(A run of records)
>> Start

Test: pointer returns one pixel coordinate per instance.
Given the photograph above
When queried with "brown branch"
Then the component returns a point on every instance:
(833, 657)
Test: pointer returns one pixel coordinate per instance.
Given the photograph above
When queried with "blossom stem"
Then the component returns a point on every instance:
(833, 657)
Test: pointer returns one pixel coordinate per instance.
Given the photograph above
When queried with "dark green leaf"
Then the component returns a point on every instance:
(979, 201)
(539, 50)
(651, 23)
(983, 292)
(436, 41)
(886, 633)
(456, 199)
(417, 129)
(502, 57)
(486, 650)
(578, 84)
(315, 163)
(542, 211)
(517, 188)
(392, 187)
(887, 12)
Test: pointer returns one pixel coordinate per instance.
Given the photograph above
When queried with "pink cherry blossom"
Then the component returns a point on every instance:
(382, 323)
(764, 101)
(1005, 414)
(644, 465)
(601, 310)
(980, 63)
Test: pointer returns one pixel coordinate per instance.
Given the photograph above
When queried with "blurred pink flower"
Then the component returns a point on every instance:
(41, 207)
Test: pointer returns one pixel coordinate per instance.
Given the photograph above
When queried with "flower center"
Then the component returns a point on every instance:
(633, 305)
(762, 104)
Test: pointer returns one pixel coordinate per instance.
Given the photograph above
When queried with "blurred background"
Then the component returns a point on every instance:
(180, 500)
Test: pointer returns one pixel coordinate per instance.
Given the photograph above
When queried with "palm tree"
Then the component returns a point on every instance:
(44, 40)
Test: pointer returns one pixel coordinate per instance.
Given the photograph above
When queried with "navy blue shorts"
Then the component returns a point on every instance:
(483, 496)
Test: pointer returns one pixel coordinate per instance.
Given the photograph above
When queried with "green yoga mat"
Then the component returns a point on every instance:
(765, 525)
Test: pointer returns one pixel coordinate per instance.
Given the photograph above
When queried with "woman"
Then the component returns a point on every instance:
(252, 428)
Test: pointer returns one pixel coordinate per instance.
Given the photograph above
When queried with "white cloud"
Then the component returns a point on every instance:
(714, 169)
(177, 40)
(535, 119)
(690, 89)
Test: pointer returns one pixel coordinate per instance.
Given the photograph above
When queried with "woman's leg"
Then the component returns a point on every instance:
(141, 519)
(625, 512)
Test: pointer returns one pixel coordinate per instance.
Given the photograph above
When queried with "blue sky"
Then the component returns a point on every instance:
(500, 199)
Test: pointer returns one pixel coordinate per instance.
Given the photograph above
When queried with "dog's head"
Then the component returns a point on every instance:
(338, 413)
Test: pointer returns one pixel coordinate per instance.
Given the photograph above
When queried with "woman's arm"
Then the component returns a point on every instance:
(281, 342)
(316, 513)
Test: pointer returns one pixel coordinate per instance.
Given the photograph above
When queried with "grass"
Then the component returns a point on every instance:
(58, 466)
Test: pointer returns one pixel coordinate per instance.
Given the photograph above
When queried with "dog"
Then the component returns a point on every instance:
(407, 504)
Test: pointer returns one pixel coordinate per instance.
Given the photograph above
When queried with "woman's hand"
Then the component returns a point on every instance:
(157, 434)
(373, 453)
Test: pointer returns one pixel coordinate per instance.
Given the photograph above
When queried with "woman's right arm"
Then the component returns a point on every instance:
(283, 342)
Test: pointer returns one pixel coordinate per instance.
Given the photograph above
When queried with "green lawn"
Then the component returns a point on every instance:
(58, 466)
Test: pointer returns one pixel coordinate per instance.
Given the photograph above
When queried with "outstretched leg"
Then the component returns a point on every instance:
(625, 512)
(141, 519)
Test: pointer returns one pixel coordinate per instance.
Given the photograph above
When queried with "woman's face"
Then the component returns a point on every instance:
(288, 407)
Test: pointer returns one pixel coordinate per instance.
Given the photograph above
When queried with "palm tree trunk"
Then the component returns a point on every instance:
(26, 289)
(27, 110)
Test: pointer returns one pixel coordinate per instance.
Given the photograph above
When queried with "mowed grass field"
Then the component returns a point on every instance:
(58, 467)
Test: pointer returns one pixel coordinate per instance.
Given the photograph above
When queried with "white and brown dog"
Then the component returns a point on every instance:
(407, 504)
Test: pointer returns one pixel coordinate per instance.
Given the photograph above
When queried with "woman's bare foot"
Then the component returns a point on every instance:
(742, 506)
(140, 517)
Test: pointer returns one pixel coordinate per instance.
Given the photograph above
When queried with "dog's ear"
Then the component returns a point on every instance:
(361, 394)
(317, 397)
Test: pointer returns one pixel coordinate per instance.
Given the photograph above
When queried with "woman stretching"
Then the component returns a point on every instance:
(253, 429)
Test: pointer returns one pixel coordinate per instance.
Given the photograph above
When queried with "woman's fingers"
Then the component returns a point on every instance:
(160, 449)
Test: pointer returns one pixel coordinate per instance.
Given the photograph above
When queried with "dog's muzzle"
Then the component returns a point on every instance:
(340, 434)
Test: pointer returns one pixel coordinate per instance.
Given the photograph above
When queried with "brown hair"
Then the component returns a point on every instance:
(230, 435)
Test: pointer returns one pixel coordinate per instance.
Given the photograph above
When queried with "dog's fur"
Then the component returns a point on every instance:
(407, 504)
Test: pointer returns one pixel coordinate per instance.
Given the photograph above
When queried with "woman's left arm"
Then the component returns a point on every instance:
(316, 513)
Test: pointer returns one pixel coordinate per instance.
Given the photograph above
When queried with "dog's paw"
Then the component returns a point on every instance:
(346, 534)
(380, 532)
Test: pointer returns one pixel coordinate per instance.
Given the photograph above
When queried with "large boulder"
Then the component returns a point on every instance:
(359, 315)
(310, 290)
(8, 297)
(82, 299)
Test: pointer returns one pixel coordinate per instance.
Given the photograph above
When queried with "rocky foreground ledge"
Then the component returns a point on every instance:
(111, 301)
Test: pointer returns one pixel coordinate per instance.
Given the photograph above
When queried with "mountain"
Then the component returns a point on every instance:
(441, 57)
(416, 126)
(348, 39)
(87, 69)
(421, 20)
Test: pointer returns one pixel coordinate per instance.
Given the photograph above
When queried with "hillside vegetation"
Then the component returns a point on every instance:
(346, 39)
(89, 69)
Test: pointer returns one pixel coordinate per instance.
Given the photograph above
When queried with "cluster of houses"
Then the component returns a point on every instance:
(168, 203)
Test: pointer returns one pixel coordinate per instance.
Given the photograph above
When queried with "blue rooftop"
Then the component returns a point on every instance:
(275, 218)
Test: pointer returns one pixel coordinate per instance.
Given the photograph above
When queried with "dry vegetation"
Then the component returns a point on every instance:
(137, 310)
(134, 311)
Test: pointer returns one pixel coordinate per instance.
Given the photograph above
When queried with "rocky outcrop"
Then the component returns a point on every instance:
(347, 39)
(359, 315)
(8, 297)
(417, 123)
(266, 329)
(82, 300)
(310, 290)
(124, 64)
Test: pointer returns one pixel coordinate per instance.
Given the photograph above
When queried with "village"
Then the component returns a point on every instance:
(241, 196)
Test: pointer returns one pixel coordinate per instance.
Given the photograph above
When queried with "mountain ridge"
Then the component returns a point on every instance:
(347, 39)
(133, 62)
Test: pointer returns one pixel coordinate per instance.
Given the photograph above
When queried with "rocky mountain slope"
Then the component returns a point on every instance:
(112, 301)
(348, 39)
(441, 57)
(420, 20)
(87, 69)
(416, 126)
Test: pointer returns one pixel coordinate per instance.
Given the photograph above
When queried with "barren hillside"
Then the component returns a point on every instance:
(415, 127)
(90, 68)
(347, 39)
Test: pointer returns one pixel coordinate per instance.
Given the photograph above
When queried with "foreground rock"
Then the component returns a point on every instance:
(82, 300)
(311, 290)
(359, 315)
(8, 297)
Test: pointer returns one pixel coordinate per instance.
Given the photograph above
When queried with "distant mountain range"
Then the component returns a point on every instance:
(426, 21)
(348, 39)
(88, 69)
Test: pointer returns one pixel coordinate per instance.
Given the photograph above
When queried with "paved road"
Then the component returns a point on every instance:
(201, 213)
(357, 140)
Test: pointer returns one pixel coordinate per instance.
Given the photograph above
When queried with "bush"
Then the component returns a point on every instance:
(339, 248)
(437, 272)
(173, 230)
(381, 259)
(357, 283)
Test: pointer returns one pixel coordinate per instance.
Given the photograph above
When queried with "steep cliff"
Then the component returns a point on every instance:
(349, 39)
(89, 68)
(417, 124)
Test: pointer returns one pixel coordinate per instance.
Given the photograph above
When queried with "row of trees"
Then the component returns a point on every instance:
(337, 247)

>> End

Pull out each line above that contains the string "blossom". Treat the match as case-sensitive.

■ Response to the task ■
When queried with "blossom stem"
When queried with "pink cherry blossom"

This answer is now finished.